-- READING TEXT start --

May 7, 2018.

On April 30, 2018, the California Supreme Court issued its opinion in Dynamex Operations v. Superior Court, 4 Cal. 5th 903 (2018) and set forth a new, more restrictive test for determining whether a worker can be properly classified as an independent contractor.

There are substantial economic incentives for a business to mischaracterize workers as independent contractors rather than employees, as noted by the Supreme Court. These include the unfair competitive advantage the business may obtain over competitors that properly classify
similar workers as employees and that thereby assume the fiscal and other responsibilities and burdens that an employer owes to its employees. If a worker should properly be classified as an employee, the hiring business bears the responsibility of paying federal Social Security and payroll taxes, unemployment insurance taxes and state employment taxes, providing worker’s compensation insurance, and complying with numerous statutes and regulations governing the wages, hours, and working conditions of employees. On the other hand, if a worker should properly be classified as an independent contractor, the business does not bear any of those costs or responsibilities, the worker obtains none of the numerous labor law benefits, and the public may be required under applicable laws to assume additional financial burdens with respect to such workers and their families.

-- READING TEXT end --

*WHAT TO WORK ON*
In the article on worker classification, what is the name of the case in which the California Supreme Court issued its opinion on April 30, 2018?

-- GIVEN DATA start --

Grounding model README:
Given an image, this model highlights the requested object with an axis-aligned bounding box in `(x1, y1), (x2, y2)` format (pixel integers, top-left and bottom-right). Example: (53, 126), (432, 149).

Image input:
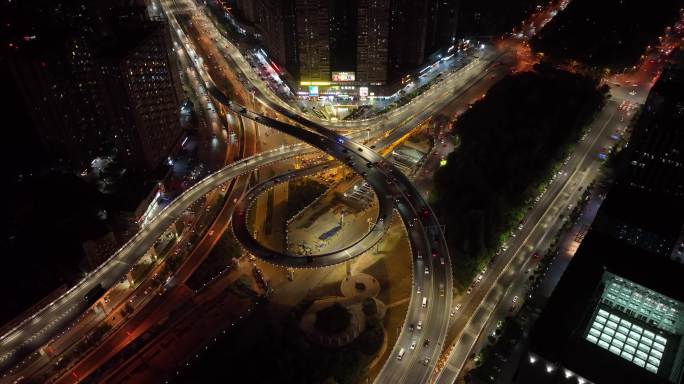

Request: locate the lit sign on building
(332, 72), (356, 81)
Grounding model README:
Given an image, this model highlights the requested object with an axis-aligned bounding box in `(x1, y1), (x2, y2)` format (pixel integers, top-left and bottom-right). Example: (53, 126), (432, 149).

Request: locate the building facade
(236, 0), (459, 96)
(5, 2), (183, 173)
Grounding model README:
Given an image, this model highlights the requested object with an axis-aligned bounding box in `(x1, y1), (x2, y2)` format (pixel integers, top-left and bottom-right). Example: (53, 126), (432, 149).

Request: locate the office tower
(295, 0), (330, 81)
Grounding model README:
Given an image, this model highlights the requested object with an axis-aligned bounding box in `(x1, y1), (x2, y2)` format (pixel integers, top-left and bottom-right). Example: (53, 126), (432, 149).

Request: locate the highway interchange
(0, 2), (664, 383)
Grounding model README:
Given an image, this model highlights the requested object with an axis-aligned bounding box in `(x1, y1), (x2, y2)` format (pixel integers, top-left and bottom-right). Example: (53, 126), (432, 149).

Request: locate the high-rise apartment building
(295, 0), (331, 81)
(356, 0), (389, 84)
(5, 4), (182, 173)
(237, 0), (459, 89)
(389, 0), (433, 79)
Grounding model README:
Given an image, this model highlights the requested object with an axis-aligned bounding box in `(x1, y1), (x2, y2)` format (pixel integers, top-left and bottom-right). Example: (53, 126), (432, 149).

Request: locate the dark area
(434, 65), (605, 289)
(314, 303), (351, 334)
(531, 0), (682, 70)
(458, 0), (546, 37)
(176, 306), (384, 384)
(521, 232), (684, 384)
(0, 172), (109, 322)
(186, 229), (242, 290)
(287, 178), (327, 218)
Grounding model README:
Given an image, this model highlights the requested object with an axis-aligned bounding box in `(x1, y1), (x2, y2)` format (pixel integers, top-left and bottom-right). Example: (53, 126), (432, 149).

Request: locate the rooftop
(530, 231), (684, 384)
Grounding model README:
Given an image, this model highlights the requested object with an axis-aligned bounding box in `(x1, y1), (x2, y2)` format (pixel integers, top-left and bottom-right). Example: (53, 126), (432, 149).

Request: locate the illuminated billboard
(332, 72), (356, 81)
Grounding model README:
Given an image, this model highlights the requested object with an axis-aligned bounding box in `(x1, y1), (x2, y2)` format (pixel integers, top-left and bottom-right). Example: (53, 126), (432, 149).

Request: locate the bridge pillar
(126, 271), (135, 286)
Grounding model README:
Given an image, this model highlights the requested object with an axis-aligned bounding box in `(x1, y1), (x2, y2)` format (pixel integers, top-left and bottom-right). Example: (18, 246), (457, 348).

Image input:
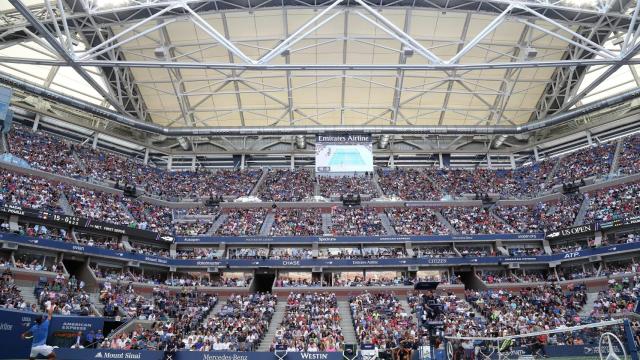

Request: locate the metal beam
(0, 0), (632, 37)
(9, 0), (127, 114)
(0, 73), (640, 137)
(559, 42), (640, 111)
(0, 56), (640, 71)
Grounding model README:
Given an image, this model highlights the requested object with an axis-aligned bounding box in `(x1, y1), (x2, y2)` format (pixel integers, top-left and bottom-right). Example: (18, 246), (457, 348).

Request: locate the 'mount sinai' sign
(316, 134), (371, 144)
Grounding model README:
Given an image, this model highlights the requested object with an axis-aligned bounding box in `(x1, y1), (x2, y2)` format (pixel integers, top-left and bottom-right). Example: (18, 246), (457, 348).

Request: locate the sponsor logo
(518, 234), (538, 239)
(379, 236), (411, 241)
(196, 261), (221, 266)
(564, 251), (580, 259)
(504, 257), (538, 261)
(353, 260), (379, 265)
(144, 256), (167, 264)
(93, 351), (142, 359)
(547, 225), (593, 238)
(427, 259), (447, 264)
(202, 354), (249, 360)
(300, 353), (329, 360)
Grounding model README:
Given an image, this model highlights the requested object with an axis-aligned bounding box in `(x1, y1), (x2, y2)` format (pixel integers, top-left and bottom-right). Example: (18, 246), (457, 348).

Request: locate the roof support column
(31, 114), (40, 132)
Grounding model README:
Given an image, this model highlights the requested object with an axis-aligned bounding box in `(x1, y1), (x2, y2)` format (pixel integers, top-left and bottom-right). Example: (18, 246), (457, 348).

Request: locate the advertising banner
(0, 233), (640, 268)
(55, 348), (164, 360)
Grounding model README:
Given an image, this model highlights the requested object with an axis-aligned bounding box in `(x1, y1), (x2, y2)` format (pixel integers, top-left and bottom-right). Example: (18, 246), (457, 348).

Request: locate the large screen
(316, 134), (373, 173)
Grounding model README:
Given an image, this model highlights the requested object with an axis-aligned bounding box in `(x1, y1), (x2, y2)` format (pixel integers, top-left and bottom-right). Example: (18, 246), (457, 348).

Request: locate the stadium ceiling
(0, 0), (640, 158)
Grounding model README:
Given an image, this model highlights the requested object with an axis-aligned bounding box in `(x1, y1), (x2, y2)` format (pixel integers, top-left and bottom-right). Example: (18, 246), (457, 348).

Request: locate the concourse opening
(252, 268), (276, 293)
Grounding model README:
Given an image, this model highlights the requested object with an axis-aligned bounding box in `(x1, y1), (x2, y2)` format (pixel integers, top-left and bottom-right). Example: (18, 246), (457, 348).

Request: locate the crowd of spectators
(216, 208), (268, 236)
(385, 208), (449, 235)
(590, 274), (640, 320)
(460, 283), (587, 337)
(271, 208), (323, 236)
(584, 182), (640, 223)
(7, 126), (83, 177)
(271, 293), (344, 352)
(258, 169), (314, 201)
(64, 185), (135, 226)
(442, 207), (515, 235)
(494, 194), (582, 233)
(377, 168), (445, 200)
(0, 268), (29, 310)
(0, 169), (62, 213)
(35, 275), (92, 316)
(200, 293), (278, 351)
(553, 143), (616, 185)
(173, 220), (213, 236)
(618, 134), (640, 174)
(331, 207), (386, 236)
(122, 197), (174, 234)
(349, 292), (418, 349)
(318, 175), (378, 198)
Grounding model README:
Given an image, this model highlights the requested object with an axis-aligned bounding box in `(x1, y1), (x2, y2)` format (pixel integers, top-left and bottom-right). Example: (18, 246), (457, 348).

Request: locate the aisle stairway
(18, 286), (38, 305)
(378, 212), (396, 235)
(400, 297), (420, 324)
(433, 211), (458, 234)
(207, 214), (227, 235)
(573, 195), (591, 226)
(258, 299), (287, 351)
(578, 293), (598, 318)
(322, 213), (333, 234)
(609, 139), (624, 174)
(260, 212), (275, 236)
(338, 300), (356, 344)
(249, 170), (269, 196)
(58, 192), (73, 216)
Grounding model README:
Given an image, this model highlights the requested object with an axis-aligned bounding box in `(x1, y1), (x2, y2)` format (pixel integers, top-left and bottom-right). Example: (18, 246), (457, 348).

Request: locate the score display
(316, 134), (373, 174)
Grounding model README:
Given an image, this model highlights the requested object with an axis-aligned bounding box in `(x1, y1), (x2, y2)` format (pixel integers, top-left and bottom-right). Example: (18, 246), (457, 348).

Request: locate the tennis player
(22, 304), (56, 360)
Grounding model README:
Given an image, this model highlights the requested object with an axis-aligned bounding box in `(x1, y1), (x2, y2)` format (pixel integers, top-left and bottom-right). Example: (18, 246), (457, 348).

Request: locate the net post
(623, 319), (639, 360)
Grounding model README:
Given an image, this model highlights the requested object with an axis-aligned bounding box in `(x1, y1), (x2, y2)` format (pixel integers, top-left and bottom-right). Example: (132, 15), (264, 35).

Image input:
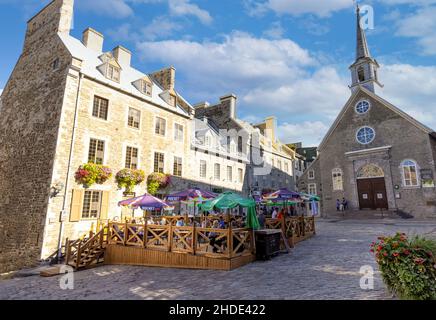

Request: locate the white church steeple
(350, 6), (383, 92)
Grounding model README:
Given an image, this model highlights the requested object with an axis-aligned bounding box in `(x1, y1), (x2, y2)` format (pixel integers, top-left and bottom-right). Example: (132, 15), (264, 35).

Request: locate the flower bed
(371, 233), (436, 300)
(74, 163), (112, 187)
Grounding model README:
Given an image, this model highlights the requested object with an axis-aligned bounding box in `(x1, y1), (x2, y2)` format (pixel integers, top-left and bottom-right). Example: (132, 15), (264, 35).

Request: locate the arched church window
(356, 100), (371, 114)
(332, 168), (344, 191)
(356, 127), (375, 144)
(357, 164), (385, 179)
(357, 67), (365, 82)
(401, 160), (419, 187)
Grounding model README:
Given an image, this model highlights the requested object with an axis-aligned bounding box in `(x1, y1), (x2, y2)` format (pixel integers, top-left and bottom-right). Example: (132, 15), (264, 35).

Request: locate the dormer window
(168, 94), (177, 107)
(106, 64), (121, 82)
(141, 80), (152, 97)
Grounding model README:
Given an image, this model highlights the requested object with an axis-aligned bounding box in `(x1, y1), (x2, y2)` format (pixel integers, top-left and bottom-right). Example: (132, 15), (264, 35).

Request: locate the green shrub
(371, 233), (436, 300)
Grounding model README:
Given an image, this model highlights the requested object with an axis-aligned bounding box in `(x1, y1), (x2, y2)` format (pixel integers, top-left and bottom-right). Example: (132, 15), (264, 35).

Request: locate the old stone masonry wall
(0, 0), (73, 272)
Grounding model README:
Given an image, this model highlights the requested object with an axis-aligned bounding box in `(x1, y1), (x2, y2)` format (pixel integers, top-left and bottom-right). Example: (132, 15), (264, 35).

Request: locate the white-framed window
(106, 64), (121, 82)
(141, 80), (153, 97)
(82, 190), (103, 220)
(401, 160), (419, 187)
(356, 127), (375, 144)
(88, 138), (105, 164)
(307, 183), (316, 195)
(332, 168), (344, 191)
(174, 123), (184, 142)
(227, 166), (233, 182)
(213, 163), (221, 180)
(126, 147), (139, 169)
(238, 168), (244, 183)
(153, 152), (165, 173)
(200, 160), (207, 178)
(92, 96), (109, 120)
(173, 157), (183, 177)
(355, 100), (371, 114)
(127, 108), (141, 129)
(307, 170), (315, 180)
(154, 117), (167, 136)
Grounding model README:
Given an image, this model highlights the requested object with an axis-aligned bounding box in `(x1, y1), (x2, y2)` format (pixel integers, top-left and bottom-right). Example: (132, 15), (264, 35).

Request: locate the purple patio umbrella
(166, 188), (217, 202)
(118, 193), (173, 211)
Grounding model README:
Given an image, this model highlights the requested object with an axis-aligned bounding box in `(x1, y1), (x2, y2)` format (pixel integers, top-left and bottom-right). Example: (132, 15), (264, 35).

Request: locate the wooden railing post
(146, 219), (148, 249)
(65, 238), (71, 264)
(75, 241), (82, 270)
(227, 223), (233, 258)
(123, 219), (129, 246)
(168, 224), (173, 252)
(192, 222), (197, 255)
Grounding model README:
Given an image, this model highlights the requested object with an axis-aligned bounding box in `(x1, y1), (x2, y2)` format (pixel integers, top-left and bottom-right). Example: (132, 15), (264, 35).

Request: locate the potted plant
(74, 163), (112, 188)
(115, 169), (145, 194)
(147, 172), (171, 195)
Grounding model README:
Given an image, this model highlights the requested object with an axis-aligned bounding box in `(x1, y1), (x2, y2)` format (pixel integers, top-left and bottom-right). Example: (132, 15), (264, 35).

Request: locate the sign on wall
(420, 169), (434, 188)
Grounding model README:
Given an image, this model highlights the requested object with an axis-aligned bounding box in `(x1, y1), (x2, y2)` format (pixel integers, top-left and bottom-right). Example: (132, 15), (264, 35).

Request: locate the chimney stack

-- GIVEN DATA end --

*SOLVED PROBLEM*
Dynamex Operations v. Superior Court